Please state how much Mexico's international tourist count in April fell compared with the same month of 2019, according to the text on hotel recovery below.

▶ **Text section**:
——————————
The road to recovery

In the U.S. alone, COVID-19 cost the travel industry US$176 billion in cumulative losses from early March to May 16, according to the U.S. Travel Association.

U.S. hotel occupancy levels shrank to less than 25% in April, down 64% from a year ago, in what STR called the “worst single month ever.”

How quickly hotels recover will depend largely on the travel industry itself — namely whether people are willing to fly, says Daniel Fenton, Director of Global Tourism and Destination Development Services, Hotels & Hospitality Group, JLL.

“The first round of leisure travelers will be inclined to drive rather than fly,” he says. “After that, individual business travel will start to grow, followed by group business travel. It will take longer for group leisure travel.”

With this extended timeline, the ongoing forecasting uncertainty and reinforced social distancing measures, some hotels may find themselves unable to justify the cost of re-opening, says Wendy Chan, Senior Vice President, Hotels & Hospitality Group, JLL, who leads advisory throughout Latin America. This conclusion has pushed hotel investors and operators to consider temporary-use or conversion opportunities to other real estate uses such as coworking spaces, multifamily, senior living, and student housing, she says.

For parts of the world that are especially reliant on tourism, recovery can’t come fast enough. Mexico typically reports an average of 40 million tourists a year, making it the most popular destination in Latin America. The country registered close to 80% fewer international tourists in April than in the same month of 2019, according to the National Institute of Statistics and Geography (INEGI).

How quickly the country recovers is largely dependent on economic recovery in the U.S. and Canada, the two most prominent international sources of visitors to Mexico.

“Everything depends on how quickly global markets recover, when a vaccine is approved and distributed, and when people have the disposable income and confidence to travel,” Chan says. “In the meantime, the hotel industry is in the process of rethinking the business.”
——————————
▶ **Records shown**:
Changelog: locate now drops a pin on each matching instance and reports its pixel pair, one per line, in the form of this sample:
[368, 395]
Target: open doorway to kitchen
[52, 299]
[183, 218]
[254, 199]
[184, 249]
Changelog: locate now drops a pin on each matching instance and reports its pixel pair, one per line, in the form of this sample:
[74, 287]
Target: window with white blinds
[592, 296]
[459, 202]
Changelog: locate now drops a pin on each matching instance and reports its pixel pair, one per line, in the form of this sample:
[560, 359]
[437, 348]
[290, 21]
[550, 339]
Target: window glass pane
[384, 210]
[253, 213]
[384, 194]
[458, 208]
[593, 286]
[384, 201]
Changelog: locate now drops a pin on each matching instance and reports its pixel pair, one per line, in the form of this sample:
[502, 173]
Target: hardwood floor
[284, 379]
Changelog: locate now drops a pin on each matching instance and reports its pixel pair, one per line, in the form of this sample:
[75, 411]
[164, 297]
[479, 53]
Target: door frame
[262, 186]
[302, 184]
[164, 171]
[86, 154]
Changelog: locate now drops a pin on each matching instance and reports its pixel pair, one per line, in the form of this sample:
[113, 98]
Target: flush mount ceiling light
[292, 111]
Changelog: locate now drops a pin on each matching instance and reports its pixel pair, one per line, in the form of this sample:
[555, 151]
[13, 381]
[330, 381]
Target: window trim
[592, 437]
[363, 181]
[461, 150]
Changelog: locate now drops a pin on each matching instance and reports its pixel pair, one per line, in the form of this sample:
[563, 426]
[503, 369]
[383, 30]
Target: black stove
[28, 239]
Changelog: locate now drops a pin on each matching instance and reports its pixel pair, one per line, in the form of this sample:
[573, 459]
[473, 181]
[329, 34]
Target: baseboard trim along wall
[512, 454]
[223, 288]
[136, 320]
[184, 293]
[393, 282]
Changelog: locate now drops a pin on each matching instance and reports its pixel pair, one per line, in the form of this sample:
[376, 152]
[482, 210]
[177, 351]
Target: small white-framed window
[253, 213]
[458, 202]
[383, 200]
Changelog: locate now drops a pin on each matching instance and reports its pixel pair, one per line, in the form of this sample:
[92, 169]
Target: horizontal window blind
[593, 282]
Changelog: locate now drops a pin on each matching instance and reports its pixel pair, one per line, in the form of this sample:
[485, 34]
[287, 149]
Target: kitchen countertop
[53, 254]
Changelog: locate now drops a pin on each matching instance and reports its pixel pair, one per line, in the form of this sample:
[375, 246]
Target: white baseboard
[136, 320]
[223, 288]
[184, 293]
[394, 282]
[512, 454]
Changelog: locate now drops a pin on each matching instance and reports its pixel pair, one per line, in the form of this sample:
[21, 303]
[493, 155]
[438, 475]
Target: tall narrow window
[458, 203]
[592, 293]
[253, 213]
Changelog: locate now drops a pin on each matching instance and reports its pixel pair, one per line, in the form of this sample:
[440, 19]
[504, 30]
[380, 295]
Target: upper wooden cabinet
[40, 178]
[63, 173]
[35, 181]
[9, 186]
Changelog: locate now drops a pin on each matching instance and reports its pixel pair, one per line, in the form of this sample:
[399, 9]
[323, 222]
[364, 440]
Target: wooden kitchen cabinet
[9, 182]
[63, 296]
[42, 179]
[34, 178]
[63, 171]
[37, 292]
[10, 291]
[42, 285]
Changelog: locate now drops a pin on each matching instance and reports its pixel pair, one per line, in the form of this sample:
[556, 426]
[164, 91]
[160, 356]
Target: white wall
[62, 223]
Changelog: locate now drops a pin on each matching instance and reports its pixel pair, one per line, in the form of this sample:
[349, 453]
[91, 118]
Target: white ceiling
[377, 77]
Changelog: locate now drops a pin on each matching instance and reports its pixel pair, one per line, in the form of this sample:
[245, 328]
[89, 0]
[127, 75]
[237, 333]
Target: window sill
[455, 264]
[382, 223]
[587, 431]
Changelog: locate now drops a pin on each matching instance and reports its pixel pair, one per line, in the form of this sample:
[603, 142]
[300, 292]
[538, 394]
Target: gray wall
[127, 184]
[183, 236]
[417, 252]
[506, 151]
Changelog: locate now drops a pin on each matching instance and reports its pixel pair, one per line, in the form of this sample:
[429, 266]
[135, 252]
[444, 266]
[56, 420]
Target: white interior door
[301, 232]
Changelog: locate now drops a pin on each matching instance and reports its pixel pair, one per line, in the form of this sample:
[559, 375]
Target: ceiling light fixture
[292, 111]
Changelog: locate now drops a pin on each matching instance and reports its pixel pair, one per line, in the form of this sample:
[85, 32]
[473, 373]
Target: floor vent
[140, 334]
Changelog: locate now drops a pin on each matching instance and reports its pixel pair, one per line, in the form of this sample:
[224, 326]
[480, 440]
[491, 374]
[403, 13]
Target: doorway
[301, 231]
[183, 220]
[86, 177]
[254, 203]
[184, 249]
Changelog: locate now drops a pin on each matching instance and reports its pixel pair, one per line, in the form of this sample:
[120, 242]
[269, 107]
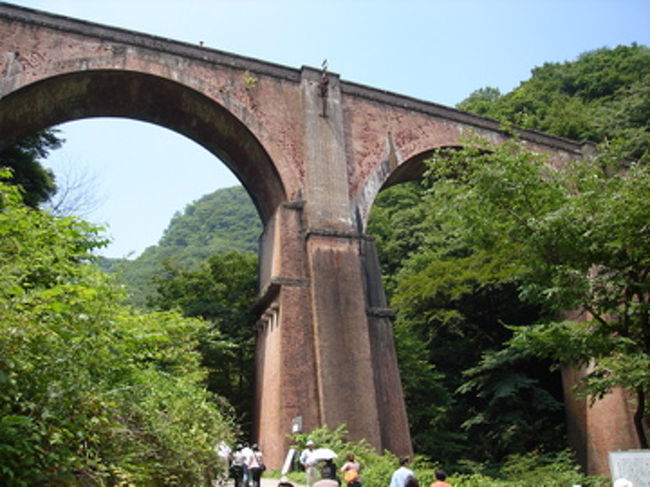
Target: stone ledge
[380, 312]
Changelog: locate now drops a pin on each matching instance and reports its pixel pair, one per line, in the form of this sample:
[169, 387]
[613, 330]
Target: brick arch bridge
[313, 151]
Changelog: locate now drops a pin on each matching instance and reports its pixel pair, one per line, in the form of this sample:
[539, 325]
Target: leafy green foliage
[219, 222]
[23, 158]
[222, 291]
[603, 95]
[93, 392]
[574, 239]
[449, 318]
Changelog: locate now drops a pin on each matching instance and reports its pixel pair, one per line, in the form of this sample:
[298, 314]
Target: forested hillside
[478, 258]
[453, 300]
[219, 222]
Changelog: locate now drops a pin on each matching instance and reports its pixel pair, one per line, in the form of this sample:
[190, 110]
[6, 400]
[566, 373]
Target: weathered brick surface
[312, 164]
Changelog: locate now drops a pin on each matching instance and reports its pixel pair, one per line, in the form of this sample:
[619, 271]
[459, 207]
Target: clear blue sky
[435, 50]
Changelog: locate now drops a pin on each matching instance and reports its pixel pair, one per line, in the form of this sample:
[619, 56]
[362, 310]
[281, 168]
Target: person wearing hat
[309, 463]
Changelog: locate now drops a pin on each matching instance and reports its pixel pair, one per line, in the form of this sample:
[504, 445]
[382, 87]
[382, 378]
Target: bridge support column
[325, 347]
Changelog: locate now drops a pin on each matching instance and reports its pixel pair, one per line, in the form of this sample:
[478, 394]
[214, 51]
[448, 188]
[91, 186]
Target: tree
[603, 95]
[222, 291]
[92, 393]
[572, 238]
[447, 322]
[23, 158]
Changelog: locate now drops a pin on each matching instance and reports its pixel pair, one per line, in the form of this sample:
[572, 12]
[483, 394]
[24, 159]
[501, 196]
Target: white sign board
[633, 465]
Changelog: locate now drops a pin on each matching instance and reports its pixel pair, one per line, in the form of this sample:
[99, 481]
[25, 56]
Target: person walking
[402, 474]
[255, 465]
[308, 462]
[441, 475]
[237, 466]
[351, 471]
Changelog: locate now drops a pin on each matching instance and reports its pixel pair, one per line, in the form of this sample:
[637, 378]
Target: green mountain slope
[219, 222]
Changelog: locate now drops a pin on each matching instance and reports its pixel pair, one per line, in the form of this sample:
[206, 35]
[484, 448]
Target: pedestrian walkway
[265, 482]
[268, 482]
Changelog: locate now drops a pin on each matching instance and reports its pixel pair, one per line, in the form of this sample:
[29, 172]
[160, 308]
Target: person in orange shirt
[440, 479]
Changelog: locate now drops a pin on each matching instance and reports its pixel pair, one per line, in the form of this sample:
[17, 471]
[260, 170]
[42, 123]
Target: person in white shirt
[255, 465]
[402, 474]
[309, 463]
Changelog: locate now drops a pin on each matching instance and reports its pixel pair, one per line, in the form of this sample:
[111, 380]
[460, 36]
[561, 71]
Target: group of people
[351, 470]
[405, 477]
[245, 465]
[328, 472]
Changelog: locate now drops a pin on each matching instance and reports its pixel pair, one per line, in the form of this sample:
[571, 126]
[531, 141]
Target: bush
[93, 393]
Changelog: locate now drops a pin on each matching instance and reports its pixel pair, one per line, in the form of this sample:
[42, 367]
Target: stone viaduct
[312, 151]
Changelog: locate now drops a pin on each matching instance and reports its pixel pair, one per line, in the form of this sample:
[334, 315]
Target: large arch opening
[127, 94]
[135, 96]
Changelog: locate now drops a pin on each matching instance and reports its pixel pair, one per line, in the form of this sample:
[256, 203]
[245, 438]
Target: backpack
[351, 475]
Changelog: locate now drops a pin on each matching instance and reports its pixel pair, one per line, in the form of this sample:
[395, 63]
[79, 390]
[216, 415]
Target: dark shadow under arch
[128, 94]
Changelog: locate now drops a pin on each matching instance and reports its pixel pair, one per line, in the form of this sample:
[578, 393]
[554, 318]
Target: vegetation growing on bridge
[97, 389]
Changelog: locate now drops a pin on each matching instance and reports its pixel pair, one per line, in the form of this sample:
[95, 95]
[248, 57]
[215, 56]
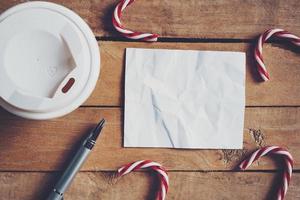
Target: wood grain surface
[32, 152]
[45, 145]
[141, 185]
[224, 19]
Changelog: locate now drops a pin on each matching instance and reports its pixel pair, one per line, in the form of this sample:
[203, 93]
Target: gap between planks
[183, 185]
[22, 145]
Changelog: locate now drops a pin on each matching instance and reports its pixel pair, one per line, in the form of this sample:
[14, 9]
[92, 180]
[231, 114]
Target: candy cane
[279, 33]
[148, 164]
[149, 37]
[287, 170]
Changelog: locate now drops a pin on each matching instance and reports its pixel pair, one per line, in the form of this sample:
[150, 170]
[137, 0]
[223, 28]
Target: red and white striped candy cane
[149, 37]
[287, 170]
[276, 32]
[148, 164]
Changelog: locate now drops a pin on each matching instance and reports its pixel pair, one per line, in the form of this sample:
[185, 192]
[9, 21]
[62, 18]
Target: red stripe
[258, 53]
[141, 164]
[125, 167]
[262, 71]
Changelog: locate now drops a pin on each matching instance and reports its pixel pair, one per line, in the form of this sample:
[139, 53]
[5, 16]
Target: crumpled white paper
[184, 99]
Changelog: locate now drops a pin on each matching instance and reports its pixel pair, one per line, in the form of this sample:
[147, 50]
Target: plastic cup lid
[49, 60]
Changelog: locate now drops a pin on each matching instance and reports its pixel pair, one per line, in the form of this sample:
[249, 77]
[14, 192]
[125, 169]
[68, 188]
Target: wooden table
[32, 153]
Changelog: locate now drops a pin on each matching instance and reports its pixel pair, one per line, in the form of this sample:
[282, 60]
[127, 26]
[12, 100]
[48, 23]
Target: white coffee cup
[49, 60]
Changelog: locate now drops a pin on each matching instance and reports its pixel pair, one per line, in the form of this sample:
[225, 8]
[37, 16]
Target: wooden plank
[282, 64]
[188, 19]
[47, 145]
[183, 185]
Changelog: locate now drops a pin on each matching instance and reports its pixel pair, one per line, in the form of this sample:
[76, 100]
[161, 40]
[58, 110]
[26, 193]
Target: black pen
[76, 163]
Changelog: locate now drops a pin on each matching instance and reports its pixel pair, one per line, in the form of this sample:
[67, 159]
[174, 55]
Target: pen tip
[97, 129]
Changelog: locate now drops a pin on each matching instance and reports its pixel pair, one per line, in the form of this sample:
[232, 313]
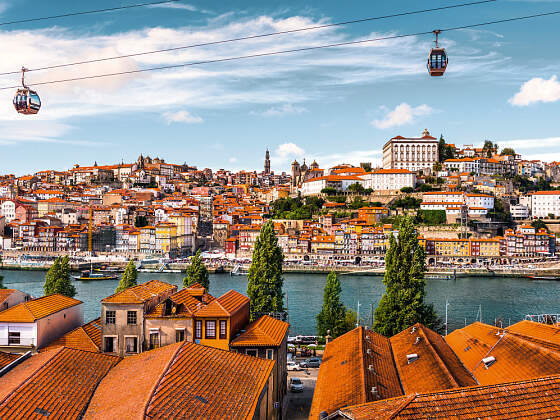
——————————
▶ **Written answer**: Close to 80% fewer international tourists.